EXTRACTED MATERIAL -
▼

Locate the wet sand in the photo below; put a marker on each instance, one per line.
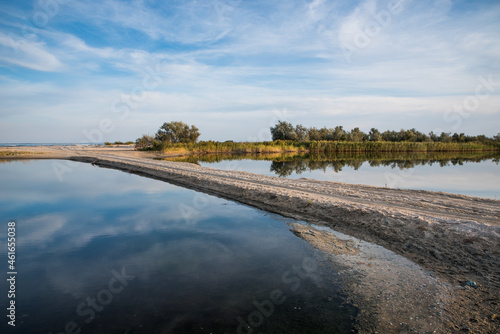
(455, 239)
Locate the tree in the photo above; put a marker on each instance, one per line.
(356, 135)
(301, 133)
(338, 134)
(445, 137)
(314, 134)
(177, 132)
(283, 131)
(374, 135)
(145, 142)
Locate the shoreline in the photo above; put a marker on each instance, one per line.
(457, 237)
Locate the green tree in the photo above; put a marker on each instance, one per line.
(177, 132)
(338, 133)
(356, 135)
(145, 142)
(374, 135)
(314, 134)
(301, 133)
(283, 131)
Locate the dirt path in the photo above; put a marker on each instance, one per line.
(456, 237)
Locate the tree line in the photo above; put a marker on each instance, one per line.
(169, 133)
(286, 131)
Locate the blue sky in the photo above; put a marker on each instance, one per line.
(80, 71)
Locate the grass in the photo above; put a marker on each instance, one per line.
(118, 143)
(324, 146)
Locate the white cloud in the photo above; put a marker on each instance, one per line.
(22, 52)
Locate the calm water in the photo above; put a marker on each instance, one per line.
(109, 252)
(466, 174)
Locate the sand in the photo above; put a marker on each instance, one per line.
(454, 239)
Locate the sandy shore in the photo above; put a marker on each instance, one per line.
(455, 237)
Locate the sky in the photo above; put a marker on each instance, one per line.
(94, 71)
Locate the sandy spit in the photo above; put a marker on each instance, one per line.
(455, 237)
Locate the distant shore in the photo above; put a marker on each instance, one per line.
(456, 237)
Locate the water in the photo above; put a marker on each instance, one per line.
(110, 252)
(475, 174)
(46, 144)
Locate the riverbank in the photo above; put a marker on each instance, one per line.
(327, 146)
(456, 237)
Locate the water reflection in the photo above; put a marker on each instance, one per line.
(473, 174)
(110, 252)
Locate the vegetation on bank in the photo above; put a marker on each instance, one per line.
(180, 138)
(285, 164)
(118, 143)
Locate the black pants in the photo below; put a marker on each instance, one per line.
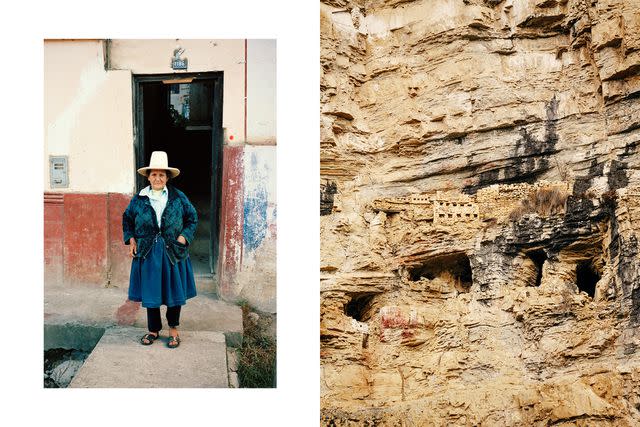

▲

WHAT IS NEEDED -
Begin with the line that contains "Locate the calm" and copy every line through the end of the listing, exactly as written, both ends included. Pictures are not part of the copy.

THE RESPONSE -
Locate the calm water in the photo above; put a marker on each instance, one per line.
(109, 252)
(466, 174)
Locate the sand in the photo above; put a marker on each instance, one per line.
(454, 239)
Locate the sandy shore in the photo above; put a marker on each instance, one per line.
(455, 237)
Locate the sky in the photo above; put a marker on each instance, one per line.
(94, 71)
Locate the sandy spit in the photo above; put a marker on each instance, one per line.
(455, 237)
Locate the distant shore in the photo above; put a marker on each instance, one per line.
(456, 237)
Locate the water in the photo above; put a marker on each instance, one per line.
(110, 252)
(475, 174)
(46, 144)
Locate the riverbank in the photo above; put a marker on each instance, one per line.
(327, 146)
(456, 237)
Locate the water reflection in the photo above; put a marker on each instance, one per line.
(473, 174)
(110, 252)
Locate the vegetation on bank in the photo above; put a marker on each instance, one per line.
(180, 138)
(285, 164)
(118, 143)
Locate the black pants in the photo below; put a marker on each instance, one per line.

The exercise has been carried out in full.